## EXCERPT
Before any review phase work:

If review is invoked without an explicit target, use the current checkout changes as the review target by default. Do not ask which target to use.
Determine the review base deterministically: inspect uncommitted changes first; if none exist, diff the current branch against its git merge-base with the upstream branch, else the remote default branch resolved via git symbolic-ref refs/remotes/origin/HEAD (or git remote show origin). Only ask the user when both uncommitted changes and a base are genuinely undeterminable after running these commands.
If this invocation would START (not resume) the full loop and no discovery/requirements artifacts exist for the change (.wannabuild/spec/requirements.md with an Acceptance Criteria section), route through mandatory discovery first. Review evaluates the change against discovered acceptance criteria, never against an invented intent.
Work in the current checkout. Do not create an isolated worktree for review.

Purpose

Find every correctness, regression, security, testing, architecture, and maintainability issue across the entire changed surface. Each dimension is reviewed on every iteration; none is declared clean without the evidence in the per-dimension completion table below.

Defaults

Lead with findings ordered by severity per the Severity Rubric, each grounded in file and line references; keep summaries secondary to actionable issues.
Preserve active WannaBuild workflow state across turns until the task is complete or the user explicitly exits or stops.

## ASSIGNED TASK
In the review instructions, where is review work supposed to be done?

## DATASET EXCERPT

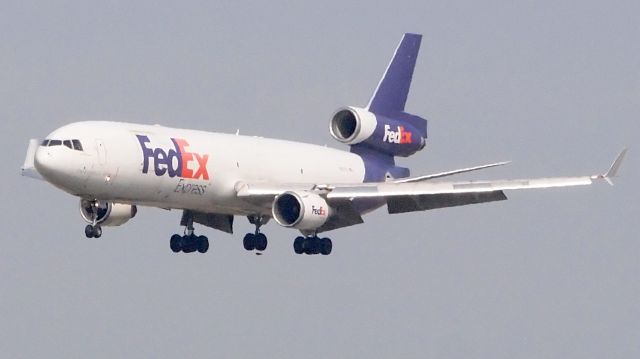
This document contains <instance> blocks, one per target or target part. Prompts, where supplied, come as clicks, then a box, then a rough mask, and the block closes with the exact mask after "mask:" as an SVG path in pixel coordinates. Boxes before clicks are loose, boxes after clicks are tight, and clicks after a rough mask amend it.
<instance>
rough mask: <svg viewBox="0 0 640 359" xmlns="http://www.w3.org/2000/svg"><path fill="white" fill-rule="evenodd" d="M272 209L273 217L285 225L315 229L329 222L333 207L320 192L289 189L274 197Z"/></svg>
mask: <svg viewBox="0 0 640 359" xmlns="http://www.w3.org/2000/svg"><path fill="white" fill-rule="evenodd" d="M272 211H273V218H274V219H275V220H276V222H278V224H279V225H281V226H283V227H291V228H296V229H301V230H315V229H317V228H320V227H322V225H323V224H325V222H327V220H328V219H329V217H330V216H331V212H332V209H331V207H329V205H328V204H327V201H326V200H325V199H324V198H322V197H321V196H319V195H318V194H315V193H312V192H307V191H303V192H294V191H288V192H284V193H282V194H280V195H279V196H277V197H276V198H275V199H274V201H273V206H272Z"/></svg>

## ANSWER BOX
In the current checkout, without creating an isolated worktree.